Set exercise
Scale the point coordinates in everything from the row containing "Please mark the person" down to the final row, both included, and give only those rows. Repeat each of them in full, requests included, with every coordinate multiplied by 1.3 and rounded to a whole number, halves rounding up.

Record set

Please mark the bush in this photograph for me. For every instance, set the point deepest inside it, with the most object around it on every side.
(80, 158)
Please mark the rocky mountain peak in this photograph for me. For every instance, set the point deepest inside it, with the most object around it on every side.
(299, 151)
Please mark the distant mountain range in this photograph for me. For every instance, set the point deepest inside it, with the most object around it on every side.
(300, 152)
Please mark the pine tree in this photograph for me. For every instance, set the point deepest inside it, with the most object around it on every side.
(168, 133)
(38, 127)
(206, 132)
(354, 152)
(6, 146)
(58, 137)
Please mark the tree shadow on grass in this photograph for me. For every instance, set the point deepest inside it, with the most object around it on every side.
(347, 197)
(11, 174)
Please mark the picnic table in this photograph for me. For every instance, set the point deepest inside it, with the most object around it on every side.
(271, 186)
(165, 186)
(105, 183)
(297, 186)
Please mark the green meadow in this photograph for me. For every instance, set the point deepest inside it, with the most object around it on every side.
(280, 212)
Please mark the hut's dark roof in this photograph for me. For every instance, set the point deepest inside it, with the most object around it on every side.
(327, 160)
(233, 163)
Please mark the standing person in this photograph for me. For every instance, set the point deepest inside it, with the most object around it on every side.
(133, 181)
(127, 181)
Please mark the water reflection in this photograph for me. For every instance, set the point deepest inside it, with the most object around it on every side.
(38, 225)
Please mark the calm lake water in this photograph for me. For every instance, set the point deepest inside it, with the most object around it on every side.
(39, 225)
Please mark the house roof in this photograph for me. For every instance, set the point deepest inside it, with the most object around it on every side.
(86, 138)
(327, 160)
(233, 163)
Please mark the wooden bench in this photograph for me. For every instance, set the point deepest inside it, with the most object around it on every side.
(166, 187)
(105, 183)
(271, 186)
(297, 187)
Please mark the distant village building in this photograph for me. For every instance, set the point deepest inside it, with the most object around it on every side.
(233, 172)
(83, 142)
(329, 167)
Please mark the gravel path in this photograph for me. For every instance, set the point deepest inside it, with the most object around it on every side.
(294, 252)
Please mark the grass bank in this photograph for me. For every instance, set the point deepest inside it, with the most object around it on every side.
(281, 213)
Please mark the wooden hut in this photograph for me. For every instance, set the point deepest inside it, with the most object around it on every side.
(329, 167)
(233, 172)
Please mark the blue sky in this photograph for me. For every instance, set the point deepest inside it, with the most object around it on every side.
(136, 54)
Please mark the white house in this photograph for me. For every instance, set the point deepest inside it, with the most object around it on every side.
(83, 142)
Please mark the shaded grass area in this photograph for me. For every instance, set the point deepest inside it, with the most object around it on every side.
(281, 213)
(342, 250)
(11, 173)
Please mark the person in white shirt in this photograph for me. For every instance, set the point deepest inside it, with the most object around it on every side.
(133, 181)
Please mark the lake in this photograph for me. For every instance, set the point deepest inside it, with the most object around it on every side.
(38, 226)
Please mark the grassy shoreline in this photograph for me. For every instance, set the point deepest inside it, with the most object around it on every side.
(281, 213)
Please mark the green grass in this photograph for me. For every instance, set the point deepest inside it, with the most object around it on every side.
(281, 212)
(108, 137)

Completed exercise
Please mark the person in white shirt in this photograph for me. For every instance, set the point deepest inside it, with the most object around it on every side.
(173, 235)
Please mark the lake in this photograph for me. For every instance, set the point deepest inside it, with the most object around it on every side.
(49, 294)
Please mark the grassy shoreline in this photograph for me. For every instance, set the point deepest inside it, with the most object around it on every side.
(365, 277)
Please mark the green grass in this photograph for me. For every instance, set the point deepest inside it, with the most object around it on every side.
(365, 276)
(140, 178)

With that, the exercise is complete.